**The problem**
Copy out the following passage on VeRA word for word, from start to finish.

**Selected passage**
The forward computation is: output = base_layer(input) + d * (B * A * input) * b where d and b are trainable vectors, and A and B are frozen shared matrices.

For Beginners: VeRA is an ultra-efficient version of LoRA for extreme memory constraints.

Think of the difference this way:

Standard LoRA: Each layer has its own pair of small matrices (A and B) that are trained
VeRA: ALL layers share the same random matrices (A and B) which are frozen. Only tiny scaling vectors are trained per layer.

Example parameter comparison for a 1000x1000 layer with rank=8:

Full fine-tuning: 1,000,000 parameters
Standard LoRA (rank=8): 16,000 parameters (98.4% reduction)
VeRA (rank=8): ~1,600 parameters (99.84% reduction) - 10x fewer than LoRA!

Trade-offs:

✅ Extreme parameter efficiency (10x fewer than LoRA)
✅ Very low memory footprint
✅ Shared matrices reduce storage when adapting many layers
⚠️ Slightly less flexible than standard LoRA (shared random projection)

Data listing
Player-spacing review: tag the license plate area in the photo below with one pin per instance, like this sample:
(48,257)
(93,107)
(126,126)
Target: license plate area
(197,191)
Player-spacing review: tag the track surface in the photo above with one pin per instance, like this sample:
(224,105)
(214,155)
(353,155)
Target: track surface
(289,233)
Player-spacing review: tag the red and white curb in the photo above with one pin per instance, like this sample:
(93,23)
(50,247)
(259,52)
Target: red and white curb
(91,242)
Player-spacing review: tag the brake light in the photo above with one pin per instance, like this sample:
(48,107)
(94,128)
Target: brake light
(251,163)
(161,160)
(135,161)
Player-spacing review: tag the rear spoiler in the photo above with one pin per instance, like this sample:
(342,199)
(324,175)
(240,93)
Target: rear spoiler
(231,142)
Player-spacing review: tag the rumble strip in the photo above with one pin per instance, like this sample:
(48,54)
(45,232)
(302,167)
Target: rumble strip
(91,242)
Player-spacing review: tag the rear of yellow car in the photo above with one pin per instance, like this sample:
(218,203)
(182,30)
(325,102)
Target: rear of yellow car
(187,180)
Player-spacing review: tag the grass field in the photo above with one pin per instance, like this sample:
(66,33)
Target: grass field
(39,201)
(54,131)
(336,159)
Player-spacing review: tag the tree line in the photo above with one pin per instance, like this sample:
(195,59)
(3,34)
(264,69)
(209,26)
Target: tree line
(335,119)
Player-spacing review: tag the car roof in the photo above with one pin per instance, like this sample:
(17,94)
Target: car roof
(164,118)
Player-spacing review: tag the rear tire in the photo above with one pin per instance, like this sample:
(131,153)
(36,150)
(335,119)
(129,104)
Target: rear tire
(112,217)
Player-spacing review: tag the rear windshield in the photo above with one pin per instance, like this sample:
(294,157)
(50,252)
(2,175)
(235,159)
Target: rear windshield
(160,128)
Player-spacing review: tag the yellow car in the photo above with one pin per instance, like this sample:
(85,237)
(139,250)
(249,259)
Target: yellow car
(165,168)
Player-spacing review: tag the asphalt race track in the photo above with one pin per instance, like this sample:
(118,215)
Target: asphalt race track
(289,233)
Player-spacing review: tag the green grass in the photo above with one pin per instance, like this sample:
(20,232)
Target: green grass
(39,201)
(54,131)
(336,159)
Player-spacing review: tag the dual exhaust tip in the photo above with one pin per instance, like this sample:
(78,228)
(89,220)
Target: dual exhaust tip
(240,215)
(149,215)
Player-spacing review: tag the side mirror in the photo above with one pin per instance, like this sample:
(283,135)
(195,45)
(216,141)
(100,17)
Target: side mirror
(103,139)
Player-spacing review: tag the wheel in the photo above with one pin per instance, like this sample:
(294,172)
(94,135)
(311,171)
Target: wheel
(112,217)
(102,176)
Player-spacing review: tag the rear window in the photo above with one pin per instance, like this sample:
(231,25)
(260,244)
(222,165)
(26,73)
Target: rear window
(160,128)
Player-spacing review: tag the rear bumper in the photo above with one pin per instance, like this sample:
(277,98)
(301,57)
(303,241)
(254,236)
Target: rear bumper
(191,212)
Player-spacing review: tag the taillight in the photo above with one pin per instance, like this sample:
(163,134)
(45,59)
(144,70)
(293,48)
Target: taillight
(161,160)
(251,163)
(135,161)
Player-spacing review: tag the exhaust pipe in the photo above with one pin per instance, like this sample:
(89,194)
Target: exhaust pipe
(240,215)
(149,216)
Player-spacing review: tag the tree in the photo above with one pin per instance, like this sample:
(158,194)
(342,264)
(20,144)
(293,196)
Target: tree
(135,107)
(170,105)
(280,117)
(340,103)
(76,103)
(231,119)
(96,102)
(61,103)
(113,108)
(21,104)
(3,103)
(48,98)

* * *

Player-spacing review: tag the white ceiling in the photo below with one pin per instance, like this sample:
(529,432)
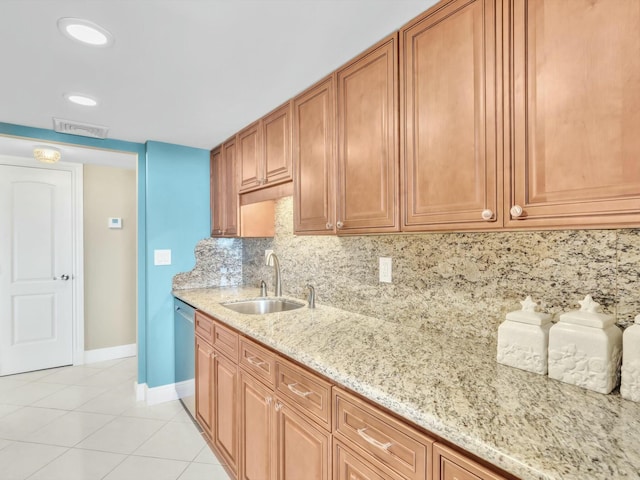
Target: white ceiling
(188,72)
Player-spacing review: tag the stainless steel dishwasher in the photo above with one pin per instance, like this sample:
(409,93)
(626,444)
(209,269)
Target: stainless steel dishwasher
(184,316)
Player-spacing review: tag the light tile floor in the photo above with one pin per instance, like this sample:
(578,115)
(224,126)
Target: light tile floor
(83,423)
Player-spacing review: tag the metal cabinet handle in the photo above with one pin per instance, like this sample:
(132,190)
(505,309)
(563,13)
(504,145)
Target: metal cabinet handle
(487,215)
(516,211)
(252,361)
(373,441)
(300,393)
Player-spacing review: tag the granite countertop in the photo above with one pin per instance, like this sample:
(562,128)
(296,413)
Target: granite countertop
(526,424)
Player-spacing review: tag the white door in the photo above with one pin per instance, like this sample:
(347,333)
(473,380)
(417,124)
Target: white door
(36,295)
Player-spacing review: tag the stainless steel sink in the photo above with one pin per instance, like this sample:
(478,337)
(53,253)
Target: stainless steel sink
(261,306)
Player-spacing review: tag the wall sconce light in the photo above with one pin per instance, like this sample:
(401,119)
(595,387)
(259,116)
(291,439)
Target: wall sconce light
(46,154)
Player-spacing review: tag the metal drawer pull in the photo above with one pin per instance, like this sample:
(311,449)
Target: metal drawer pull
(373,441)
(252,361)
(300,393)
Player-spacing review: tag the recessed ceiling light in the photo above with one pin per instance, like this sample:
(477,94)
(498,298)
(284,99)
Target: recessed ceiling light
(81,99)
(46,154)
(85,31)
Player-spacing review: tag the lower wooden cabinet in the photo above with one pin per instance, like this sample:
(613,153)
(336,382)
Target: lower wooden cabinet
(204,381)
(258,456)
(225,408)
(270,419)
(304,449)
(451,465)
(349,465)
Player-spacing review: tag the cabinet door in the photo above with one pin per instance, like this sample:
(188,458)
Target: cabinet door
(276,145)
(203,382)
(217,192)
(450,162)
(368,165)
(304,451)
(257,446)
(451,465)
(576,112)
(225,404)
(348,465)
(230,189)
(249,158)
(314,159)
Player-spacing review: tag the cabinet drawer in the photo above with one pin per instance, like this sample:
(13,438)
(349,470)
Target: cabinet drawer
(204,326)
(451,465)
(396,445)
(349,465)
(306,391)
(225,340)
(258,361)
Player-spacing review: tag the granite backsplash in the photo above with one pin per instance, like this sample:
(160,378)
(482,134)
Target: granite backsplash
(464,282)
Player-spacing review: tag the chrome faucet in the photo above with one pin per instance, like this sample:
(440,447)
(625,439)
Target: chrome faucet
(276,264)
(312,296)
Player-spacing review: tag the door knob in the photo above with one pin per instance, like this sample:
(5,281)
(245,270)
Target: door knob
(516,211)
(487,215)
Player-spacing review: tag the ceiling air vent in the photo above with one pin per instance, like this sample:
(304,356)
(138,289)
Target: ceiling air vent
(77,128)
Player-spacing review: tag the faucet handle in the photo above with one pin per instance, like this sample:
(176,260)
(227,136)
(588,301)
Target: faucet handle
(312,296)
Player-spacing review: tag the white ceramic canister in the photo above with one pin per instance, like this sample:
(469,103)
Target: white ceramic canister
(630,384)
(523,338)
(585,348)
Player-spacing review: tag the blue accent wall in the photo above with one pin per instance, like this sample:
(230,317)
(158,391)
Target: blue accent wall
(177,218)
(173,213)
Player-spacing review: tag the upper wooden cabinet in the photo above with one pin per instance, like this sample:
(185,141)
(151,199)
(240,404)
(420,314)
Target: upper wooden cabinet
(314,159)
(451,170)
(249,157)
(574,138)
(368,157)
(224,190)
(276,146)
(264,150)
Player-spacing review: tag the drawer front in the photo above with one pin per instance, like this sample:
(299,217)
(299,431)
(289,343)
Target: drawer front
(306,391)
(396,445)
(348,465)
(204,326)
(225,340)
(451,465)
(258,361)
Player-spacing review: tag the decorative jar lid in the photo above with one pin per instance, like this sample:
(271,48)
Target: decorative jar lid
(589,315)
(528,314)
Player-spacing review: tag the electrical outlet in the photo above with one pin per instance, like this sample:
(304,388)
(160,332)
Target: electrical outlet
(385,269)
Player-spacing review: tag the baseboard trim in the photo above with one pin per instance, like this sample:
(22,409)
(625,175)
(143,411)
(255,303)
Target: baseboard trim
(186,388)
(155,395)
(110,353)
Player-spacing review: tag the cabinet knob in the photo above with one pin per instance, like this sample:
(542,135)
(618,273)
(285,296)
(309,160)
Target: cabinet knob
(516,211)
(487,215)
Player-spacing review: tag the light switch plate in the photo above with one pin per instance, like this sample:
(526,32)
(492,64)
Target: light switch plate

**Response to this exercise**
The forward computation is: output = base_layer(input) + d * (B * A * input) * b where d and b are trainable vectors, and A and B are frozen shared matrices.

For Beginners: VeRA is an ultra-efficient version of LoRA for extreme memory constraints.

Think of the difference this way:

Standard LoRA: Each layer has its own pair of small matrices (A and B) that are trained
VeRA: ALL layers share the same random matrices (A and B) which are frozen. Only tiny scaling vectors are trained per layer.

Example parameter comparison for a 1000x1000 layer with rank=8:

Full fine-tuning: 1,000,000 parameters
Standard LoRA (rank=8): 16,000 parameters (98.4% reduction)
VeRA (rank=8): ~1,600 parameters (99.84% reduction) - 10x fewer than LoRA!

Trade-offs:

✅ Extreme parameter efficiency (10x fewer than LoRA)
✅ Very low memory footprint
✅ Shared matrices reduce storage when adapting many layers
⚠️ Slightly less flexible than standard LoRA (shared random projection)